═══ Dataset content
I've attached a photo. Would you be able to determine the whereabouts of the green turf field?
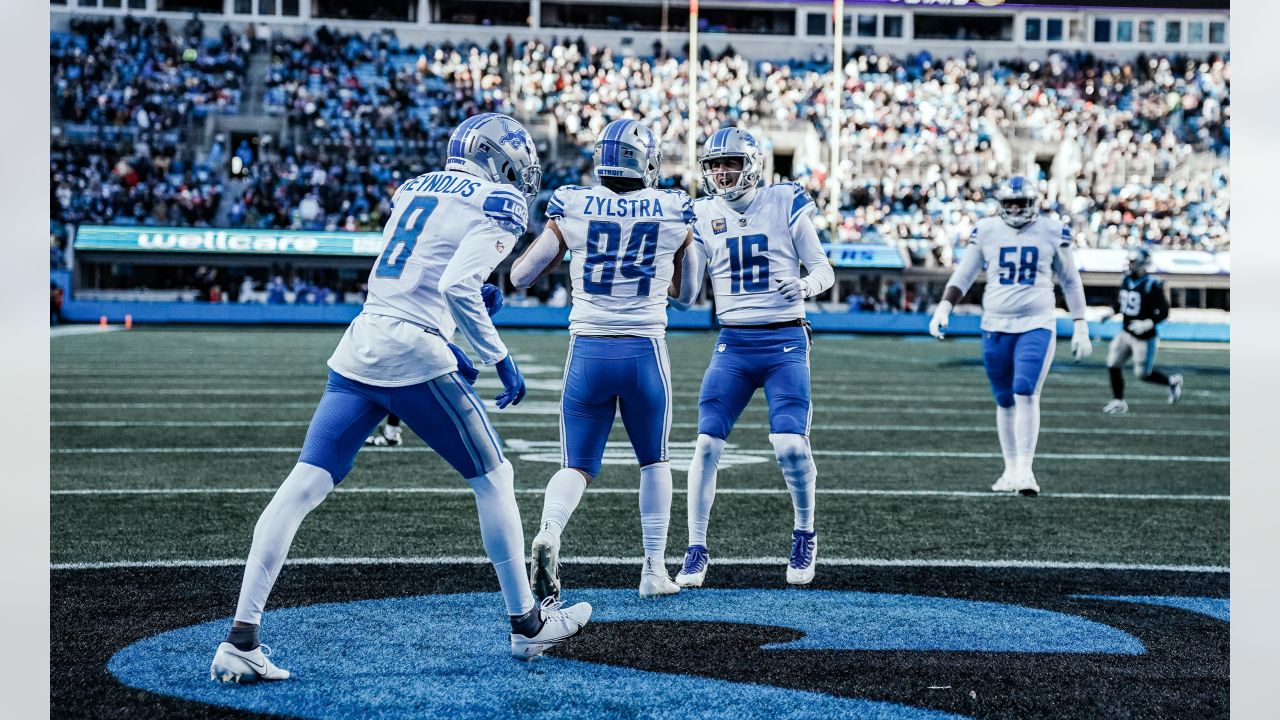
[50,328,1230,720]
[50,328,1230,565]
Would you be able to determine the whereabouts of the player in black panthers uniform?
[1102,247,1183,414]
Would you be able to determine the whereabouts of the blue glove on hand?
[480,283,502,318]
[449,342,480,386]
[493,355,525,407]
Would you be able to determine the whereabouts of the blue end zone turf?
[1075,594,1231,623]
[109,589,1146,720]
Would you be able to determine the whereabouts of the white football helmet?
[594,118,662,187]
[996,176,1039,228]
[698,128,764,200]
[444,113,543,202]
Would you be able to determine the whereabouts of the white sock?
[236,462,333,625]
[467,460,534,615]
[996,405,1018,477]
[640,462,671,577]
[689,436,724,547]
[1014,393,1039,475]
[769,433,818,533]
[539,468,586,539]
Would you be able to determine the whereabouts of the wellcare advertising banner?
[76,225,383,258]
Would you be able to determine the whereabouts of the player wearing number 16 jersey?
[511,119,700,597]
[210,113,591,682]
[929,176,1093,496]
[676,128,836,587]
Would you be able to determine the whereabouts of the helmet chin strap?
[726,187,756,213]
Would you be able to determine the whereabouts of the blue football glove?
[493,355,525,407]
[449,342,480,386]
[480,283,502,318]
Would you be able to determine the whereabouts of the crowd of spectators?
[49,15,250,131]
[51,23,1230,257]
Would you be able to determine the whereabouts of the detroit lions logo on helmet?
[498,120,527,150]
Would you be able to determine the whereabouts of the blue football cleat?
[787,530,818,585]
[676,544,710,588]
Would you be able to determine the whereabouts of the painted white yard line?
[49,486,1231,502]
[49,324,124,337]
[49,414,1231,437]
[49,398,1230,421]
[49,379,1229,407]
[49,446,1231,462]
[49,556,1231,573]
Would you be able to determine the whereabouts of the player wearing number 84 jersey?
[676,128,835,587]
[511,119,700,597]
[929,176,1093,496]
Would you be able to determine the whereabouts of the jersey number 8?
[582,220,658,297]
[374,195,439,279]
[1000,245,1039,284]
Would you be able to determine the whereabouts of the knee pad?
[1014,378,1036,395]
[467,459,516,497]
[690,434,724,468]
[769,433,810,473]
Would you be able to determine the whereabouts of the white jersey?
[329,170,529,387]
[694,182,827,325]
[947,217,1071,333]
[547,186,694,337]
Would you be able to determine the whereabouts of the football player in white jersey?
[676,128,836,587]
[210,113,591,682]
[511,119,701,600]
[929,176,1093,496]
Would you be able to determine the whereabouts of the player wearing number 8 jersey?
[511,119,701,597]
[210,114,591,682]
[676,128,835,587]
[929,176,1093,496]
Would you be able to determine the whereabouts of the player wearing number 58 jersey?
[511,119,700,597]
[676,128,835,587]
[929,176,1093,496]
[210,113,591,682]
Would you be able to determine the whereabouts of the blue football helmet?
[996,176,1039,228]
[698,128,764,200]
[444,113,543,202]
[594,118,662,187]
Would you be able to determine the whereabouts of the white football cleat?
[1014,473,1039,497]
[1102,397,1131,415]
[529,530,561,602]
[640,570,680,597]
[787,530,818,585]
[511,597,591,660]
[676,544,710,588]
[991,473,1018,492]
[209,642,289,683]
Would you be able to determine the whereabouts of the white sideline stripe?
[49,446,1231,462]
[49,555,1231,573]
[49,486,1231,502]
[49,414,1231,437]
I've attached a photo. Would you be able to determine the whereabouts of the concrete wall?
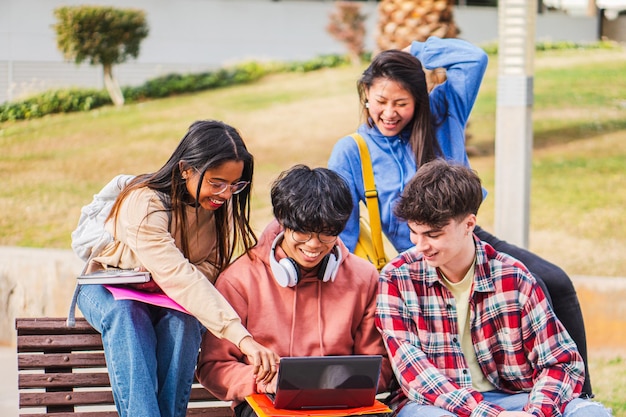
[0,0,597,103]
[0,246,83,344]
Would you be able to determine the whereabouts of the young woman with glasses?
[78,120,278,417]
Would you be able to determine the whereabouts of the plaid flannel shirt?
[376,238,584,417]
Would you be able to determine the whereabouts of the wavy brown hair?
[107,120,257,271]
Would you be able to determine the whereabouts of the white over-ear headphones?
[270,232,342,287]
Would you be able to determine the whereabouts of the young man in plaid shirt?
[376,160,611,417]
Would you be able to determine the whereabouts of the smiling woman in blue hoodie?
[328,37,591,395]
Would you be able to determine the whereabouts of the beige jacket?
[94,187,249,345]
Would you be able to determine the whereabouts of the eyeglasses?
[205,178,250,195]
[291,230,337,243]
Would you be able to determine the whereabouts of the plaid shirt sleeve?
[376,252,503,417]
[376,241,584,417]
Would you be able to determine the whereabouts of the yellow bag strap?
[350,132,387,271]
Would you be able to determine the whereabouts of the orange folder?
[246,394,391,417]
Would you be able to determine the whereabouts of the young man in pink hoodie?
[197,165,392,417]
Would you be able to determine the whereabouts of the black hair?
[109,120,256,271]
[270,165,353,235]
[357,49,442,167]
[393,159,483,228]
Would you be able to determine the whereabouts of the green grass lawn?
[0,46,626,417]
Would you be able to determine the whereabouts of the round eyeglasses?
[205,178,250,195]
[291,230,337,243]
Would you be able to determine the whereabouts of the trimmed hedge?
[0,41,619,123]
[0,55,349,122]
══════
▶ _Set task_
Could you reproduce every line of the records above word for word, dropping the pictures from your answer?

▶ _Completed exercise_
I've attached a photo. Would you be able to determine the whereabouts of the green turf field?
[50,328,1230,720]
[50,328,1230,565]
Would you be able to determine the whereabouts of the player in black panthers uniform?
[1102,247,1183,414]
Would you be able to determine the whereabouts of the blue glove on hand?
[480,283,502,318]
[449,342,480,386]
[493,355,525,407]
Would you be able to determine the whereabouts of the blue end zone turf?
[1075,594,1231,623]
[109,589,1146,720]
Would you be able to determine the whereabouts of the white football helmet?
[594,118,662,187]
[996,176,1039,228]
[698,128,764,200]
[444,113,543,202]
Would you be able to determine the whereabouts of the white sock?
[236,462,333,625]
[467,460,534,615]
[996,405,1018,477]
[640,462,671,577]
[689,436,724,547]
[1014,393,1039,475]
[769,433,818,533]
[539,468,586,539]
Would you be able to determine the whereabouts of the wellcare advertising banner?
[76,225,383,258]
Would you be able to determine the whereabouts of the player wearing number 16 jersey?
[511,119,700,597]
[210,113,591,682]
[929,176,1093,496]
[676,128,836,587]
Would you be able to determine the whereabouts of the helmet chin strap?
[726,187,756,213]
Would you be able to determine the whereabouts of the blue football glove?
[493,355,525,407]
[449,342,480,386]
[480,283,502,318]
Would you be able to determine the whereabouts of the crowd of spectators?
[49,15,250,131]
[51,23,1230,257]
Would you be able to determine the whereabouts of the detroit lions logo on helmet?
[498,120,527,150]
Would you be able to determine the whereabouts of the blue football cleat?
[787,530,818,585]
[676,544,710,588]
Would you be able to determine the whereabouts of the painted white yard line?
[49,486,1231,502]
[49,324,124,337]
[49,414,1231,437]
[49,398,1230,421]
[49,379,1229,407]
[49,446,1231,462]
[49,556,1231,573]
Would you be able to determine the whereabouts of the player wearing number 84 jersey?
[676,128,835,587]
[511,119,700,597]
[929,176,1093,496]
Would you be able to determine the whereabouts of the jersey number 8?
[582,220,658,297]
[374,195,439,279]
[1000,245,1039,284]
Would you be able to determine the whereabouts of the knee pad?
[1014,378,1036,395]
[467,459,516,497]
[690,434,724,468]
[769,433,810,473]
Would you be able to determine the whereabouts of the white jersey?
[329,170,529,387]
[694,182,827,325]
[947,217,1071,333]
[547,186,694,337]
Would you be able to determine the whereabouts of the football player in white jersey?
[676,128,836,587]
[210,113,591,682]
[511,119,701,600]
[929,176,1093,496]
Would you be able to determine the whereabouts of the player wearing number 8 jersey?
[511,119,701,597]
[210,114,591,682]
[676,128,835,587]
[929,176,1093,496]
Would you be able to determine the whereabouts of the player wearing number 58 jersey?
[511,119,700,597]
[676,128,835,587]
[929,176,1093,496]
[210,113,591,682]
Would you be able to determine the whereabouts of the blue football helmet?
[996,176,1039,228]
[698,128,764,200]
[444,113,543,202]
[594,118,662,187]
Would you be able to determine the whereabouts of the white football cleat?
[1014,473,1039,497]
[1102,397,1131,415]
[529,530,561,602]
[640,570,680,597]
[787,530,818,585]
[511,597,591,660]
[676,544,710,588]
[991,473,1018,492]
[209,642,289,683]
Would you be able to determine the whereabouts of the white sideline stripe?
[49,446,1231,462]
[49,555,1231,573]
[49,486,1231,502]
[49,414,1231,437]
I've attached a photo. Would you be able to determine the whereabouts of the concrete wall?
[0,0,597,103]
[0,246,83,344]
Would you be able to determine the whereabouts of the young woman with glasses?
[78,120,278,417]
Would you be able to determine the whereabouts of the plaid flannel shirt?
[376,238,584,417]
Would you be able to determine the whereabouts of the wavy brown hair?
[107,120,257,271]
Would you be able to determine the whereabouts of the white over-ear headphones?
[270,232,342,287]
Would you be able to determine the whereabouts of the young man in plaid shirt?
[376,160,611,417]
Would you be able to determine the whereabouts of the smiling woman in blue hoodie?
[328,37,591,395]
Would you be able to determine the whereabouts of the beige jacket?
[94,187,249,345]
Would you be able to determine the whereabouts of the eyeglasses?
[205,178,250,195]
[291,230,337,243]
Would you be able to determine the whereabouts of the plaid shirt sleeve?
[376,252,503,417]
[376,241,584,417]
Would you be able to determine the whereabouts of the yellow bag strap?
[350,132,387,271]
Would you be able to determine the whereabouts of the orange folder?
[246,394,391,417]
Would you be able to determine the whereabouts of the young man in pink hoodie?
[197,165,392,417]
Would you be able to determine the whereabouts of the black hair?
[109,120,256,271]
[270,165,353,235]
[357,49,442,167]
[393,159,483,228]
Would you be able to determine the whereabouts of the green grass lawn?
[0,46,626,417]
Would you be able to determine the whereabouts of the round eyeglasses?
[205,178,250,195]
[291,230,337,243]
Would you be able to determine the whereabouts of the trimmed hedge?
[0,41,619,123]
[0,55,349,122]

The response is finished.